■ To do: Quote, word for word, the lines that begin with the one containing "Tag every instance of the blue handbag" and run through the one containing "x=337 y=256".

■ Material provided:
-- Start --

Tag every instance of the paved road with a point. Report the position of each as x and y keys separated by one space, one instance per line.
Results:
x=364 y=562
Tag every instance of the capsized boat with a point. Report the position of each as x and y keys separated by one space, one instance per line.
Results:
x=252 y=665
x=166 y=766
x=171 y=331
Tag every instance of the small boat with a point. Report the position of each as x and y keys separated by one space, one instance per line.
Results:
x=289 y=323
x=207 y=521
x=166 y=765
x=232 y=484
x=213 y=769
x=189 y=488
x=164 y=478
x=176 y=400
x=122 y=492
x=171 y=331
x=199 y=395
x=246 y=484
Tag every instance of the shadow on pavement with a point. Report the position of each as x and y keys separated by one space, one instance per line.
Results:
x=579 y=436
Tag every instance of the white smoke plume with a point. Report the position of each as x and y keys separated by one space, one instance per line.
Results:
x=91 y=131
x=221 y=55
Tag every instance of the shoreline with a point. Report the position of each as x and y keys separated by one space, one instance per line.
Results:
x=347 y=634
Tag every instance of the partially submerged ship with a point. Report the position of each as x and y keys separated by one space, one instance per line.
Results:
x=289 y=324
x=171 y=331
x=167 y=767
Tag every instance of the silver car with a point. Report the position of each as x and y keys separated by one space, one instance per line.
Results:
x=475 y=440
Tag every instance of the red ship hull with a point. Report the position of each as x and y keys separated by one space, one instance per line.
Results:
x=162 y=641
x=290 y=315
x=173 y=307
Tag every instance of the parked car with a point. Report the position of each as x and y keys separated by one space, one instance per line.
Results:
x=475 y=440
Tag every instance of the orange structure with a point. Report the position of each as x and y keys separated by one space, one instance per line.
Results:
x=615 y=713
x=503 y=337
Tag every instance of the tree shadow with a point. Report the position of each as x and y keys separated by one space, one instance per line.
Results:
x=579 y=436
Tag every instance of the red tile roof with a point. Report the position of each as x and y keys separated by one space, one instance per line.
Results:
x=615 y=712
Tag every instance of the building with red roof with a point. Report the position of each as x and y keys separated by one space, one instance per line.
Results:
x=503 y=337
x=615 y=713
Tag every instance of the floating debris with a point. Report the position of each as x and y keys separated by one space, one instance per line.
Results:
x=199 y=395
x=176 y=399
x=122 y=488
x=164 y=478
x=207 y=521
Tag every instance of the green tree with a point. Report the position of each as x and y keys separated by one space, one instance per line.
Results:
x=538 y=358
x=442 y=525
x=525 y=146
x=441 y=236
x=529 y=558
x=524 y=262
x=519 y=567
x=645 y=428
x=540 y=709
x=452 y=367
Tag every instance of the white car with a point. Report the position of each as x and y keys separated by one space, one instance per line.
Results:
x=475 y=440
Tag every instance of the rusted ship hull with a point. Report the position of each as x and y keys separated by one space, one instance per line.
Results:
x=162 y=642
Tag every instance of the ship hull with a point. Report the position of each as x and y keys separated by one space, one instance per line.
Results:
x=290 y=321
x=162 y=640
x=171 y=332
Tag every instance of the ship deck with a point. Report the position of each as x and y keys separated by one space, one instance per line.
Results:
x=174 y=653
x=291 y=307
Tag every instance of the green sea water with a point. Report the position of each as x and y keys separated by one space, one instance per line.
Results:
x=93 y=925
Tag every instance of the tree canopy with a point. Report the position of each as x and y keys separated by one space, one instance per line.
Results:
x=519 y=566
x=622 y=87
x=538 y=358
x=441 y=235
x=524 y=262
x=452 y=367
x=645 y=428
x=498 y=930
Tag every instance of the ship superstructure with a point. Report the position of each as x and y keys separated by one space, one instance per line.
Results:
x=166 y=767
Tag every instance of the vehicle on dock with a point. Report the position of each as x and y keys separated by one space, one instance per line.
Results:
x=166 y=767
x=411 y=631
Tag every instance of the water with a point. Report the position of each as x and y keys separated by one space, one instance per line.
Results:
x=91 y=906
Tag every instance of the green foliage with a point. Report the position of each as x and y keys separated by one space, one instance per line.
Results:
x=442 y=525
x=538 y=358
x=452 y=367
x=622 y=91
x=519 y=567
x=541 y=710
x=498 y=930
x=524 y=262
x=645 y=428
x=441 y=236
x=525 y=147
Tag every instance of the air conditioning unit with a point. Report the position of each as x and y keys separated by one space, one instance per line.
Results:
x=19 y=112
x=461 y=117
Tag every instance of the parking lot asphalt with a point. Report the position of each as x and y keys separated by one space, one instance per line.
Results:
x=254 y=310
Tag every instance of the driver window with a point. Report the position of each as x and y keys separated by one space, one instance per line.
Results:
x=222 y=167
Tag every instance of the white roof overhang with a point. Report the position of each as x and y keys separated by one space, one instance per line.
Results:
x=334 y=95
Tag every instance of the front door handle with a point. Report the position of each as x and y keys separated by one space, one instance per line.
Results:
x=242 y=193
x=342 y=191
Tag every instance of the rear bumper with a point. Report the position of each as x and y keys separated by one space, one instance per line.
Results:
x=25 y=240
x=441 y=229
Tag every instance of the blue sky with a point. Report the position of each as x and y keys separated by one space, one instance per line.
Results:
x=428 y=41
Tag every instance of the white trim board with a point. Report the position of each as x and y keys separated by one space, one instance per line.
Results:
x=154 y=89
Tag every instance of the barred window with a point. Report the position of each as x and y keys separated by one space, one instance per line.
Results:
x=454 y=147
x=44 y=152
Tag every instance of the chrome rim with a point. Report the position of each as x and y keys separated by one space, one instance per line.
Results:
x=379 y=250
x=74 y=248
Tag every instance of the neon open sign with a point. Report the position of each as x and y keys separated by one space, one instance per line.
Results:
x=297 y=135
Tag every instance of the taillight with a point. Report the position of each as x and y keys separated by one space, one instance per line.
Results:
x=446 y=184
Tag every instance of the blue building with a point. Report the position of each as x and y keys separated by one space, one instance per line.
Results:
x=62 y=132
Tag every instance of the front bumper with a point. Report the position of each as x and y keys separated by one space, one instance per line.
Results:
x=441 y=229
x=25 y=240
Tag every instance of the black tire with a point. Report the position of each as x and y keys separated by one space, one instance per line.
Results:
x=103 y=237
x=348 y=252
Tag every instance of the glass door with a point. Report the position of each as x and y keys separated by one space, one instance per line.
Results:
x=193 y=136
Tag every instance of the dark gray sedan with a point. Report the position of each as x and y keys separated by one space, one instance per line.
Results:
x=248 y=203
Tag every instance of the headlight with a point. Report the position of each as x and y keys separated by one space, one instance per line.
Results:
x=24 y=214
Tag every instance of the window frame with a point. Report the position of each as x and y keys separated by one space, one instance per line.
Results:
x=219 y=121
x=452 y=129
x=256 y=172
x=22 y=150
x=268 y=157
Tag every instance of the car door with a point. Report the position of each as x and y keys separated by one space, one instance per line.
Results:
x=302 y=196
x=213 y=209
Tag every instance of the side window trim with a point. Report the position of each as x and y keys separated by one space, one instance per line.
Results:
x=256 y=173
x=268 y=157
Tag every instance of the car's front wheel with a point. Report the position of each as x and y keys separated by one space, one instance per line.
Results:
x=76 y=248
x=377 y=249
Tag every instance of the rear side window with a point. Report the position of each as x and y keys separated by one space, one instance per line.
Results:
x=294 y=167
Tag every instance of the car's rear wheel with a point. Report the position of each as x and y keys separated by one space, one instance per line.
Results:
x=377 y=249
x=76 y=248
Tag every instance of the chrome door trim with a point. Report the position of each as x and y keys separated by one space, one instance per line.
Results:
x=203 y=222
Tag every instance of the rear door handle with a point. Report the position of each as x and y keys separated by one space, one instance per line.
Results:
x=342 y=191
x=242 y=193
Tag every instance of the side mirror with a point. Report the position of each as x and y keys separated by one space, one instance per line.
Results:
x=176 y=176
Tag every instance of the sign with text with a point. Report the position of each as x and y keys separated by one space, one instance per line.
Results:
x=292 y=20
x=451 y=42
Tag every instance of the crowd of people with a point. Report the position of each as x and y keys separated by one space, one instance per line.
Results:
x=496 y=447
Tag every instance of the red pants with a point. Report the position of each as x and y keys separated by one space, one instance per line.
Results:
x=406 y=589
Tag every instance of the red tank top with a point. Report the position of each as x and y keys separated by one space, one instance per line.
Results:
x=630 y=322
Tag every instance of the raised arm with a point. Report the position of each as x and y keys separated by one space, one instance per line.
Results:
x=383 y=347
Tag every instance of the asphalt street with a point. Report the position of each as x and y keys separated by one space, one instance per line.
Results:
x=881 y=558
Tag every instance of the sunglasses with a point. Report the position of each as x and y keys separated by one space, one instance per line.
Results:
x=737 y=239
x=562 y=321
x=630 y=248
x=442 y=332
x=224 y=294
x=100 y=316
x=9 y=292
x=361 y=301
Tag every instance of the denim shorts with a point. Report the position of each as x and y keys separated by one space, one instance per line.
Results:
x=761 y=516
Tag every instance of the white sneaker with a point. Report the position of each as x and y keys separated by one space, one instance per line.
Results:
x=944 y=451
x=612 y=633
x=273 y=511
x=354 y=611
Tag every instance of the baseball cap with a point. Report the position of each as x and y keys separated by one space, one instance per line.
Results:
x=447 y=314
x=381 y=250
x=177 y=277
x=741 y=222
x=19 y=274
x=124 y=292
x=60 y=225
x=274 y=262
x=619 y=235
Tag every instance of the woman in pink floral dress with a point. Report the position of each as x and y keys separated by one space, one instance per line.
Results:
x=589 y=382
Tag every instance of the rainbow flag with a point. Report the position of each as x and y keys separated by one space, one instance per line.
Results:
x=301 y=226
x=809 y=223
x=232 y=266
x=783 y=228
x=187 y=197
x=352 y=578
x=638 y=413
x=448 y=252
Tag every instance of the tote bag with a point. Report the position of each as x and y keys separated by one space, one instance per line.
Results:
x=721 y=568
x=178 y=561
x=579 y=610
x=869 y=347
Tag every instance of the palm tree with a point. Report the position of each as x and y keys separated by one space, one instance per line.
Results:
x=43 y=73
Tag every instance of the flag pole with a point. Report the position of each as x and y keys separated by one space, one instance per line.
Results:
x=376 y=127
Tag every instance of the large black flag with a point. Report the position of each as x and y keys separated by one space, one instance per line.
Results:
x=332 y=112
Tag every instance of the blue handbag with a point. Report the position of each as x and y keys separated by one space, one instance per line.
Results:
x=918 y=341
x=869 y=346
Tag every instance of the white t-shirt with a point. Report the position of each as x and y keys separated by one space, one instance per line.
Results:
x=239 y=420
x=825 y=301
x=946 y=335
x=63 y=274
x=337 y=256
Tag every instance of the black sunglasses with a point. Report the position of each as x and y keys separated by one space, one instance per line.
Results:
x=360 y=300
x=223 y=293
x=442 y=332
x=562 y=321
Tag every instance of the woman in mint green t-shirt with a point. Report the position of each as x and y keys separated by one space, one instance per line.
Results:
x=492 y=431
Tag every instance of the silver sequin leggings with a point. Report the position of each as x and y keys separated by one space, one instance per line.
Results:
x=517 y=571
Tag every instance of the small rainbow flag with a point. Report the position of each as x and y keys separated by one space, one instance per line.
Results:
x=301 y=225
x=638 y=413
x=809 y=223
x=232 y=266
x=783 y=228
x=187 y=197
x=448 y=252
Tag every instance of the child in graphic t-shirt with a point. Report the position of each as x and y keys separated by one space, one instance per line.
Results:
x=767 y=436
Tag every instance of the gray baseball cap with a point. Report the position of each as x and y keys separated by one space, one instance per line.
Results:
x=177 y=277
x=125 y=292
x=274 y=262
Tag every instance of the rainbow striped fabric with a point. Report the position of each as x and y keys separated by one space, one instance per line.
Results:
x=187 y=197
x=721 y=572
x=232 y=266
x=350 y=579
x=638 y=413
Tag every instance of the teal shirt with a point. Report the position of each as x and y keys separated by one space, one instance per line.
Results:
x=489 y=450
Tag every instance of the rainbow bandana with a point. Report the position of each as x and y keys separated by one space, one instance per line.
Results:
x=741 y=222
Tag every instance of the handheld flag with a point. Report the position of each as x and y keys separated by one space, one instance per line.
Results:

-- End --

■ Task answer:
Tag every instance of the blue handbag with a point. Report the position of each as x and y keys separated by one space, one instance per line.
Results:
x=918 y=341
x=869 y=346
Tag every instance of the white t-shirt with a point. Report the position of each as x and y keys separated by one space, one instance per line.
Results:
x=239 y=420
x=825 y=301
x=946 y=335
x=63 y=274
x=337 y=256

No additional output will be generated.